O colunista social Vagno de Paula foi um dos milhares que testaram positivo para o coronavírus no Acre. Do grupo de risco, ele teve a forma grave da doença e ficou internado por quase um mês no Instituto Nacional de Traumatologia e Ortopedia do Acre (Into-AC).

Colunista social Vagno de Paula: “milagre” / Foto: Arquivo pessoal

O também servidor público chegou à unidade de saúde com 70% dos pulmões comprometidos. Ele foi preparado para a UTI em três ocasiões, mas seu organismo conseguiu dar respostas positivas, fazendo com que ele escapasse da intubação.

Hoje, quase três meses depois de receber alta, com 15 quilos a menos, ele ainda sente as sequelas do vírus, como dores nas pernas, cansaço e problemas de memória, mas se diz grato a Deus por estar vivo.

“Ele me mandou de novo e todos os dias vivo um aprendizado diferente. Hoje busco ser mais complacente e menos enfezado. Amar e perdoar mais. Parecem coisas pequenas, mas para mim são enormes. Ganhei outra vida”.

Vagno deixou o Into com as veias dos braços estouradas após tantos procedimentos. Ele conta que, nos primeiros dias após a alta, acordava de madrugada achando que ainda estava no hospital, amarrado aos fios e aparelhos. “Um verdadeiro pesadelo”.

“A forma e a velocidade com que a doença se espalha são avassaladoras. Um processo extremamente doloroso. Fiquei arrasado. Pensei que fosse morrer. Você fica tão angustiado que pede até perdão a Deus”, completa Paula.

Rio Branco: o epicentro da pandemia de coronavírus no Acre / Foto: Arquivo

Raio X da pandemia

Rio Branco segue como o epicentro da pandemia de Covid-19 no Acre, com 46% dos casos (29 mil) e mais de 60% dos óbitos (694). A segunda maior cidade do estado, Cruzeiro do Sul, parece em seguida, com 6,4 mil casos e 125 óbitos.

Proporcionalmente, Assis Brasil lidera o ranque de casos para cada 100 mil habitantes, seguida por Xapuri, Tarauacá, Mâncio Lima e Sena Madureira.

Capixaba e Porto Acre são os municípios com maiores letalidades, com quase 3% dos casos confirmados indo a óbito. Rio Branco e Senador Guiomard também têm números elevados, com 2,4%. Por outro lado, a situação é mais tranquila em Jordão (0,3%), Tarauacá (0,5%) e Porto Walter (0,5%).

A cada dez mortos por Covid-19 no Acre, quatro não tinha doenças pré-existentes, segundo a Secretaria de Estado de Saúde (Sesacre). Os homens são 60% das vítimas fatais. Sete em cada dez óbitos aconteceram em pessoas com mais de 60 anos. No entanto, a proporção de pessoas mais novas internadas e mortas vem aumentando, com 51 óbitos na faixa etária dos 30, 99 na dos 40 anos e 159 na dos 50 anos.

········

» O que se pede
Responda com base na reportagem sobre a Covid-19 no Acre:
(a) Por quanto tempo Vagno de Paula ficou internado no Into-AC?
(b) Com quantos quilos a menos ele está hoje?
(c) Quais são os municípios com maiores letalidades?
As linhas a seguir não têm relação com a reportagem.

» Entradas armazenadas
········

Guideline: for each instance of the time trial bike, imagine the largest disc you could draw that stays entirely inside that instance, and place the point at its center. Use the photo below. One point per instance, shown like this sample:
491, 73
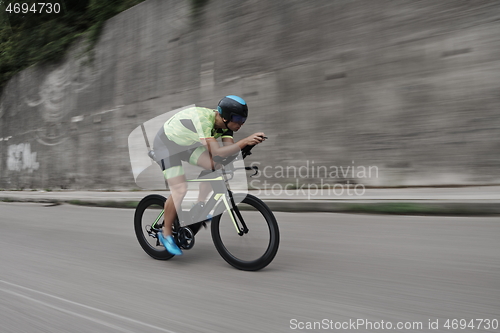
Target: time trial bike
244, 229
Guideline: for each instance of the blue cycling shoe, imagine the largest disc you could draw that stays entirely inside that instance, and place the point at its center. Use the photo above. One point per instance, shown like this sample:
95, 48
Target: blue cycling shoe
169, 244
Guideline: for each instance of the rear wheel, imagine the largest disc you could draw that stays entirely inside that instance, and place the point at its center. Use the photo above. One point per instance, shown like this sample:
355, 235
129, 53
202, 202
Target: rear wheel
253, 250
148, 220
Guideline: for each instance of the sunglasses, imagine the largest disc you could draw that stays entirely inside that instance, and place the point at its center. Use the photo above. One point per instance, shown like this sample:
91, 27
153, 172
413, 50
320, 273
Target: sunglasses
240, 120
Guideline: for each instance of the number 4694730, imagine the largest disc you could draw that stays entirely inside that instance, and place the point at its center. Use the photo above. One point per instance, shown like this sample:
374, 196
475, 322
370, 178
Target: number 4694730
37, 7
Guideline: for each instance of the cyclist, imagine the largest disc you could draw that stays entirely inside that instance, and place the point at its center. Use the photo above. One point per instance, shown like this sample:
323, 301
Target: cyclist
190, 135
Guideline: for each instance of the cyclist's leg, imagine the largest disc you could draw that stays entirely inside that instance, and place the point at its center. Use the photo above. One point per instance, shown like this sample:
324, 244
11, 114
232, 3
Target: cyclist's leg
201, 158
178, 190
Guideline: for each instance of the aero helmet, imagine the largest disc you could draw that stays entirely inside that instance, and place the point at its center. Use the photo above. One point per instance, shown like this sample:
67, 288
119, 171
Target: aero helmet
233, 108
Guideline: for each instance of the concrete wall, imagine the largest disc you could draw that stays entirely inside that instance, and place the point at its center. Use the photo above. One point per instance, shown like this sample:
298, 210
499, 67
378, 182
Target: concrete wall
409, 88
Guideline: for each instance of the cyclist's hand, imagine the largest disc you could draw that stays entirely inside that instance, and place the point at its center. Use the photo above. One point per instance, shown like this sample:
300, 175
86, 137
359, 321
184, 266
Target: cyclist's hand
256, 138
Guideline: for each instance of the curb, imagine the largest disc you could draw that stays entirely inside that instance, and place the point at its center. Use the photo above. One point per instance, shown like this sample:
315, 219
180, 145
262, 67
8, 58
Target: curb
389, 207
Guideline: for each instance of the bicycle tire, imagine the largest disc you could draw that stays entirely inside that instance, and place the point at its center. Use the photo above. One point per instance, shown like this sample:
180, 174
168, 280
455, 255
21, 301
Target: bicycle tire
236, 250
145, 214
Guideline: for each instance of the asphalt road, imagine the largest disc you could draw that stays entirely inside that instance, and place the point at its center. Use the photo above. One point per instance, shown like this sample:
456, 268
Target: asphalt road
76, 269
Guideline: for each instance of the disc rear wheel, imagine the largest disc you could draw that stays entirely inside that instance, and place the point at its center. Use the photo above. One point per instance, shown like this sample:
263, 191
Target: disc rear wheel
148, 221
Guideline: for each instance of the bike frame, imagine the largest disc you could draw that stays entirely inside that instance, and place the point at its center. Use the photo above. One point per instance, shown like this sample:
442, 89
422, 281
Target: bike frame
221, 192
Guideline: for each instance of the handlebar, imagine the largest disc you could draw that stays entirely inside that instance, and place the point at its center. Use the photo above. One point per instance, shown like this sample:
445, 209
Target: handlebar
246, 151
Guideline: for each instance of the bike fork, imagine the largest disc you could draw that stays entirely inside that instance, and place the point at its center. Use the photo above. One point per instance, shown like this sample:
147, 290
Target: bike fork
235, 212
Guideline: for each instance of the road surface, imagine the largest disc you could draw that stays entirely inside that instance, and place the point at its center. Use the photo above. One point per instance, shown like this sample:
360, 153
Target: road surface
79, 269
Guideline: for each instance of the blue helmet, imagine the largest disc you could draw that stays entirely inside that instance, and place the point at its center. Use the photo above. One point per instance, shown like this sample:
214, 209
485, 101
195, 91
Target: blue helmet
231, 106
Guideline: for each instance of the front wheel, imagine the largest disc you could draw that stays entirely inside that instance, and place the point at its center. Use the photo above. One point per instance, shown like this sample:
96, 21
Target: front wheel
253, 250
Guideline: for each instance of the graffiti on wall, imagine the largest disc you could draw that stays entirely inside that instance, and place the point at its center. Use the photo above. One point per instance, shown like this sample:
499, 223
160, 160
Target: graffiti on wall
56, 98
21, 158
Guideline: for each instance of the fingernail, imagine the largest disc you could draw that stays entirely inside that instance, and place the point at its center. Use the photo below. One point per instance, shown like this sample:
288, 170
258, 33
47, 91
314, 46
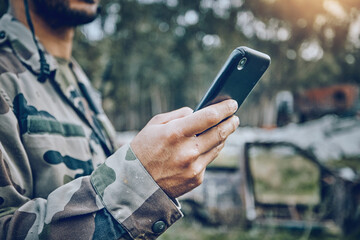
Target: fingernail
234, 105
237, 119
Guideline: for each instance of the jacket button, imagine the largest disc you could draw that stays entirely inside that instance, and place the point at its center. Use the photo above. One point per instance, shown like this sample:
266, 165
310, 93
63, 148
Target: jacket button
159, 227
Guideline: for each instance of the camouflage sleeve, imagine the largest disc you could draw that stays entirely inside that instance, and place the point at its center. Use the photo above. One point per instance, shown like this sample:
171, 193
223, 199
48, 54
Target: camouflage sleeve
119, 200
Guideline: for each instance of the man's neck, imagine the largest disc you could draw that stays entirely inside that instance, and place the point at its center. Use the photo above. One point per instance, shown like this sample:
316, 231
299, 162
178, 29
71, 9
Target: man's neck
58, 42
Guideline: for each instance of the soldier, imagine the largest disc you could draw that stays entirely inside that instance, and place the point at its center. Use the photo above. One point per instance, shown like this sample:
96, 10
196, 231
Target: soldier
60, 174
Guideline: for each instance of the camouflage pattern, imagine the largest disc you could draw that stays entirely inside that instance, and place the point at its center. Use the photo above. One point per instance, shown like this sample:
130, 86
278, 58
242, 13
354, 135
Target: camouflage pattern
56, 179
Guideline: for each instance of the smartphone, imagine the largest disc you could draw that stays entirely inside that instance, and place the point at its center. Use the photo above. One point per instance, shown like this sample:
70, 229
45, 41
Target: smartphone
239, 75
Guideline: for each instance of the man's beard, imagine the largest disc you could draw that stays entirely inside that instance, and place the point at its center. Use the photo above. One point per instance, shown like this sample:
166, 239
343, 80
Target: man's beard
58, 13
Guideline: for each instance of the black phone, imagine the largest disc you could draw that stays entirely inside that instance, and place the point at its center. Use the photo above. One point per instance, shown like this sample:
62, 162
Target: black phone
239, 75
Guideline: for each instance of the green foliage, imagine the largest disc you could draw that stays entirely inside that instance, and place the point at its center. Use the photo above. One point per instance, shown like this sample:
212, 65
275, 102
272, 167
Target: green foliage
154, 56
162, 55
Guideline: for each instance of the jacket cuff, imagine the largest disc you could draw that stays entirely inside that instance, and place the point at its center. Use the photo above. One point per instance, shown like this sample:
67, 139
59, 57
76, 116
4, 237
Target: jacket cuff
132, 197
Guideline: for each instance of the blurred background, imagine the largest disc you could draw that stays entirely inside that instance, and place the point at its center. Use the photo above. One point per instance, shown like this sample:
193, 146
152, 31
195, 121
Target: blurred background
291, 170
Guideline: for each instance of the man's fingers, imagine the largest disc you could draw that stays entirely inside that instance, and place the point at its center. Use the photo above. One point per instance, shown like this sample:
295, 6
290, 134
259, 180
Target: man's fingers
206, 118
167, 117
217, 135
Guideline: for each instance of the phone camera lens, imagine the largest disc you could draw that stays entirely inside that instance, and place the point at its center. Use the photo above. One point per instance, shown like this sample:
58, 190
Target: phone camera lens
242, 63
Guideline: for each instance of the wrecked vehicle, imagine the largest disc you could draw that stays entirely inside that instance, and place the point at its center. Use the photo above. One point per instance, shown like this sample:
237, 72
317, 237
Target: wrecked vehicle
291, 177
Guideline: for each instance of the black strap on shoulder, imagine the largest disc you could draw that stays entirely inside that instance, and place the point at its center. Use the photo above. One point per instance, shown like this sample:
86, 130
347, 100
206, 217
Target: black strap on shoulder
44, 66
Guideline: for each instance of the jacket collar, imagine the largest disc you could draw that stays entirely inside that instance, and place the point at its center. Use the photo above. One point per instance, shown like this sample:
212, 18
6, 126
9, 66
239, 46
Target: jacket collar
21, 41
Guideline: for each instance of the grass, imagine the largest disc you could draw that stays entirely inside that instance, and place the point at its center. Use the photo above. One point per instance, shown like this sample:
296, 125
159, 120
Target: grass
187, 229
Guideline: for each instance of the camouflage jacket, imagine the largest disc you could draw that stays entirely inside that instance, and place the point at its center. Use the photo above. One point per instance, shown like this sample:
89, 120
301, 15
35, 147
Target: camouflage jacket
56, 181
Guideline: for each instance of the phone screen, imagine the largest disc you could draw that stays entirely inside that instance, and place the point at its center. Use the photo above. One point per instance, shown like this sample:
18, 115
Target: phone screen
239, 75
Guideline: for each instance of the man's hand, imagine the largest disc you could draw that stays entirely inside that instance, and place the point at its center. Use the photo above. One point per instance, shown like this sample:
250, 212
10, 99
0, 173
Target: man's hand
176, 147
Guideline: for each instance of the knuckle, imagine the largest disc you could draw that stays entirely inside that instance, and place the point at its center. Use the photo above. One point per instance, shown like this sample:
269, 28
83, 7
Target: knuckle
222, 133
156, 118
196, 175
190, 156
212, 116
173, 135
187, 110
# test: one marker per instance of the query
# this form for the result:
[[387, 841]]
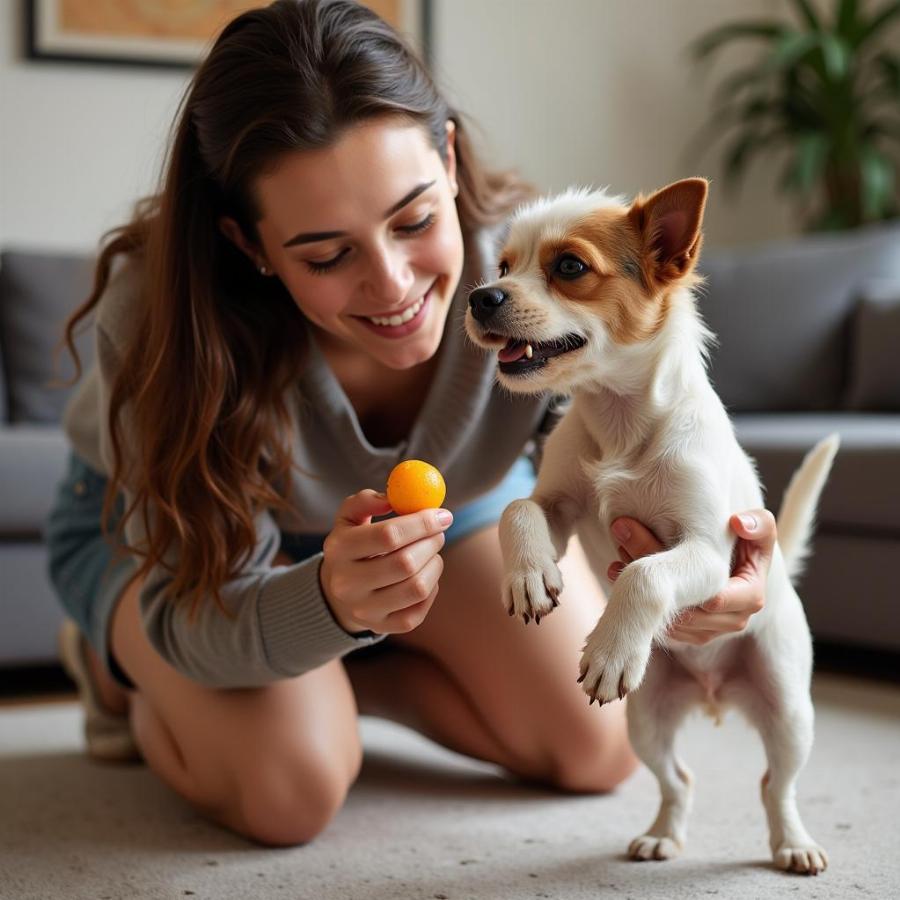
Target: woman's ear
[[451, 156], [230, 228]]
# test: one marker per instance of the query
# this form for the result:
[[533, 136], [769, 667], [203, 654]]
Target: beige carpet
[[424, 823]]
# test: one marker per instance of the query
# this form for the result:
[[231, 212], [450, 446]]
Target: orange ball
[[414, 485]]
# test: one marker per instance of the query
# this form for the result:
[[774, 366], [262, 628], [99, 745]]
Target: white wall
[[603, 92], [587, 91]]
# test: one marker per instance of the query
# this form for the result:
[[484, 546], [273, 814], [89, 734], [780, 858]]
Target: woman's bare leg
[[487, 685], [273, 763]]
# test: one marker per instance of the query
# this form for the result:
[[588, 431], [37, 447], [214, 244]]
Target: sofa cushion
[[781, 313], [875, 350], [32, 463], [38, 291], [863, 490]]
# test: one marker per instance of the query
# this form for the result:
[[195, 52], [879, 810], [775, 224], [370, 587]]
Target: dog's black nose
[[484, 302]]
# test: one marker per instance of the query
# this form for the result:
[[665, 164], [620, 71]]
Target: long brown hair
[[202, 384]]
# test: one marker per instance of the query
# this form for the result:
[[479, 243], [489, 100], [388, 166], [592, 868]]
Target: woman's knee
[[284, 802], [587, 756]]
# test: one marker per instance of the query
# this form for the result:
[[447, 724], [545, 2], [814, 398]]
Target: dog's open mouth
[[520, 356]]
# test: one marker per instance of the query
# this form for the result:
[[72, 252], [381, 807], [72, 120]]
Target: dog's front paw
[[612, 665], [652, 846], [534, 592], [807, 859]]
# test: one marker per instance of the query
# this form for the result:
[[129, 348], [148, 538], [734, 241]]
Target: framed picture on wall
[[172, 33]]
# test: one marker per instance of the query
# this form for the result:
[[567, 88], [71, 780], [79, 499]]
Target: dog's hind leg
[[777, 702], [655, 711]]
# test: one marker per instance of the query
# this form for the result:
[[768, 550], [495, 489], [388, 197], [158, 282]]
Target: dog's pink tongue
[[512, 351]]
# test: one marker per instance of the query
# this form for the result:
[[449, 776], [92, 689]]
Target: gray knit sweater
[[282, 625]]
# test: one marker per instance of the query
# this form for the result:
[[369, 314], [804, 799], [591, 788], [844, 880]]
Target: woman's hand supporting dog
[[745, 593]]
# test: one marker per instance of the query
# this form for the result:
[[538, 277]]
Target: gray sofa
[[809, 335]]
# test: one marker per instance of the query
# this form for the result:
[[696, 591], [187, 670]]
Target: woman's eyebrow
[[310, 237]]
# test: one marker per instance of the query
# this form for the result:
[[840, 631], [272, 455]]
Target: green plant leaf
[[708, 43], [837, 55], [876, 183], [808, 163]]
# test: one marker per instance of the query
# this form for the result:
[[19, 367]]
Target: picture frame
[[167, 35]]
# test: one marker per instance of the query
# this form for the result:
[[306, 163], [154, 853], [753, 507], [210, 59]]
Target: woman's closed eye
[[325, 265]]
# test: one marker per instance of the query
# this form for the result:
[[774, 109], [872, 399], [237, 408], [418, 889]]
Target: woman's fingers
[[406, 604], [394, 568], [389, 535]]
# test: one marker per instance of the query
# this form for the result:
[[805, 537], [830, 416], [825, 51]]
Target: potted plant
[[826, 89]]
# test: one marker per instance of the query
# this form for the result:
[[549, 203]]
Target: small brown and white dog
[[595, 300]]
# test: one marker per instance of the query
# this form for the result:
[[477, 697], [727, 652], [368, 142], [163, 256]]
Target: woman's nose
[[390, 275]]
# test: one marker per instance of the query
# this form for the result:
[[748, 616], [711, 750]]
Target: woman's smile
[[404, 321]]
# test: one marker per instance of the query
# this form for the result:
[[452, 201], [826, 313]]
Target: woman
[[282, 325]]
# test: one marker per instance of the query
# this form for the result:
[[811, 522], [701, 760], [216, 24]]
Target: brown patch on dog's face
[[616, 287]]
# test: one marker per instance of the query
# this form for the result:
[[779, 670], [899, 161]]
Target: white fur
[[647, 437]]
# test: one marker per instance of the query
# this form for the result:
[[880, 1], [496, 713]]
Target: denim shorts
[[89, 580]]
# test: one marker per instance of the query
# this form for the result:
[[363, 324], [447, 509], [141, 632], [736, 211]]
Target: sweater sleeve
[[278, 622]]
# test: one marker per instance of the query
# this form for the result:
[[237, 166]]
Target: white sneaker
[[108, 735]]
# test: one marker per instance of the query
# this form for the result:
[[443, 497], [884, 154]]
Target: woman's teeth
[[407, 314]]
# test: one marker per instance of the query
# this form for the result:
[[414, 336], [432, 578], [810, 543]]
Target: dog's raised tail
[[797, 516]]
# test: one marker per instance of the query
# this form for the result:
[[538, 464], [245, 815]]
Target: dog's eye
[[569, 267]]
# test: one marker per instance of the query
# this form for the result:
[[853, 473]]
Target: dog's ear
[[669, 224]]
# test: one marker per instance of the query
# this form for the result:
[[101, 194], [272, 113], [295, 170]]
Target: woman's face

········

» Resposta da tarefa
(a) Por quase um mês.
(b) Com 15 quilos a menos.
(c) Capixaba e Porto Acre.